Document passage =>
※

David Reich, a geneticist at the Harvard Medical School, has redrawn our species’ family tree. And today, in his office overlooking Avenue Louis Pasteur in Boston, he picks up a blue marker, walks up to a blank white wall, and shows the result to me. He starts with a pair of lines — one for humans and one for Neanderthals — that split off from a common ancestor no more than 700,000 years ago. The human branch divides into lineages of Africans, Asians, and Europeans, and then into twigs for smaller groups like the people of New Guinea or the residents of the remote Andaman Islands in the Indian Ocean. Reich also creates a branch off the Neanderthal line for the Denisovans, a paleolithic lineage geneticists discovered only a few years ago.
All well and good. This is the sort of picture you’d expect if we and our humanlike relatives diverged neatly through evolution. It looks a lot like the tree of life that Darwin included in The Origin of Species. But then Reich violates his tree.

※

Problem set =>
1. Answer each question from the passage about David Reich's family tree of our species.
(a) At what institution does Reich work as a geneticist?
(b) What color is the marker Reich uses to draw on the wall?
(c) In which book did Darwin include the tree of life that Reich's drawing resembles?
2. Continue the passage about Reich's redrawn human family tree, starting right after its final sentence.

※

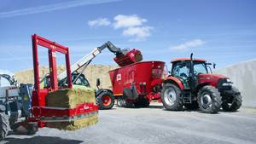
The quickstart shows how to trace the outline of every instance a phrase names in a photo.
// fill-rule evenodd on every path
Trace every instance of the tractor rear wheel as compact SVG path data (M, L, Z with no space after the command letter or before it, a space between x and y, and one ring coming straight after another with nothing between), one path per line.
M224 95L224 97L231 97L231 101L228 101L225 99L223 99L222 109L226 112L235 112L240 108L241 106L241 96L238 89L232 87L231 92L230 95Z
M9 130L9 122L8 116L4 112L0 112L0 141L8 135Z
M114 96L109 91L103 91L96 97L99 109L111 109L114 104Z
M183 109L183 99L180 89L172 84L164 84L161 91L161 101L167 110L180 111Z
M192 103L187 103L184 104L184 107L188 109L188 110L196 110L199 108L198 103L197 101L192 101Z
M118 107L125 107L125 100L122 98L122 96L118 96L116 103Z
M217 113L221 107L221 97L218 89L212 86L202 87L197 96L199 108L205 113Z

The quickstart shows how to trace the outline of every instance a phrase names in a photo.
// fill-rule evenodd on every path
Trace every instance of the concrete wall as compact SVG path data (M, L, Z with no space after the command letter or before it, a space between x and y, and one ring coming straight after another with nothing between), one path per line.
M256 107L256 60L216 70L215 72L231 79L241 93L243 107Z

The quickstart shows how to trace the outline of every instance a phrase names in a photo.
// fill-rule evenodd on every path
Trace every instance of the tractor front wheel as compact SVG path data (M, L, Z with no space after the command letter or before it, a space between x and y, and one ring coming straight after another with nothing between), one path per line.
M240 108L241 102L241 93L236 87L232 87L231 91L223 96L222 109L226 112L235 112Z
M8 135L9 130L9 122L8 116L4 112L0 112L0 141Z
M114 104L114 96L109 91L103 91L96 97L99 109L111 109Z
M167 110L180 111L183 109L183 99L180 89L172 84L164 84L161 91L161 101Z
M205 113L217 113L221 107L221 97L218 89L212 86L202 87L197 96L199 108Z

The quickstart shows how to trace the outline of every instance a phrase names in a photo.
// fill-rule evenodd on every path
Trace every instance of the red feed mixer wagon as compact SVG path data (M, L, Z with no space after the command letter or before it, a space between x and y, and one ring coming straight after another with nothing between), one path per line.
M140 62L142 54L135 49L113 60L121 66L109 72L118 107L146 107L152 100L160 101L165 62Z

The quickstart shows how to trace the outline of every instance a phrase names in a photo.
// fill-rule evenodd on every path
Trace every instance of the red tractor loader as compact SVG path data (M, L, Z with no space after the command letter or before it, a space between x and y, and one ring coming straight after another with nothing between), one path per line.
M161 101L167 110L197 109L217 113L220 108L234 112L241 106L239 90L229 78L212 74L205 60L179 58L172 61L172 68L163 83ZM213 64L215 68L215 64Z

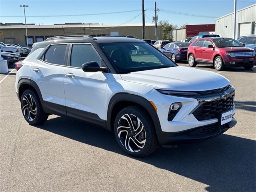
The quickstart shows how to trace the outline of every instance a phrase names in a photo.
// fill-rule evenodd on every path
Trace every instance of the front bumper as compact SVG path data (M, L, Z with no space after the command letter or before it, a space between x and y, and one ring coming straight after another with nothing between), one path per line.
M220 135L234 127L237 123L232 120L220 126L214 123L178 132L164 132L157 130L159 143L161 145L177 145L194 143L207 140Z

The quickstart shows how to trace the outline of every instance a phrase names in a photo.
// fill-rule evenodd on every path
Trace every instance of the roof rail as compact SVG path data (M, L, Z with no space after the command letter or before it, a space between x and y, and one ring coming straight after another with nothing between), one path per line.
M95 37L94 37L90 35L66 35L65 36L56 36L55 37L49 37L49 38L47 38L46 39L44 40L45 41L49 41L50 40L52 40L53 39L60 39L62 38L70 38L71 37L80 37L80 38L90 38L90 39L92 39L93 40L96 40L97 39Z

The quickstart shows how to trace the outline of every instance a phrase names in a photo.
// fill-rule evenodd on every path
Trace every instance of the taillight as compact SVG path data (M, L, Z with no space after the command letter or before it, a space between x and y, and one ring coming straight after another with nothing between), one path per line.
M19 62L16 63L16 70L17 71L20 69L24 64L23 62Z

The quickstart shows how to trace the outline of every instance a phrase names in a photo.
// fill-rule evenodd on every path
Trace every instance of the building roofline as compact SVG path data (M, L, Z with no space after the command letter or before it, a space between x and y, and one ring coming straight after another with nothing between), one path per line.
M240 9L239 10L237 10L236 11L236 13L237 13L238 12L239 12L241 11L242 11L243 10L244 10L245 9L247 9L247 8L249 8L250 7L253 7L254 6L256 6L256 3L255 3L254 4L252 4L252 5L249 6L248 6L247 7L244 7L244 8L243 8L242 9ZM229 13L228 14L227 14L226 15L224 15L223 16L222 16L220 17L219 17L218 18L217 18L217 19L215 19L215 20L219 20L220 19L221 19L221 18L226 17L226 16L228 16L228 15L231 15L232 14L234 14L234 12L232 12L230 13Z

※

Answers for this exercise =>
1.
(a) The Harvard Medical School.
(b) Blue.
(c) The Origin of Species.

2.
Instead of making new branches, he starts linking branches together. He inscribes a line that links the Neanderthal lineage to the Europeans and Asians. He joins the Denisovan line and the one leading to the people of New Guinea. He crisscrosses the tree again and again, joining the branches into a thicket of grafts.
Reich steps back and looks over his creation. He has a high forehead, a peregrine profile, and a very soft voice. “So,” he says quietly, “it’s a little bit complicated.”
That’s putting it mildly. Over the past 15 years, Reich has developed a toolbox of sophisticated statistical methods to extract history out of our DNA. And with those methods he has revealed scandalous liaisons dating back tens of thousands of years.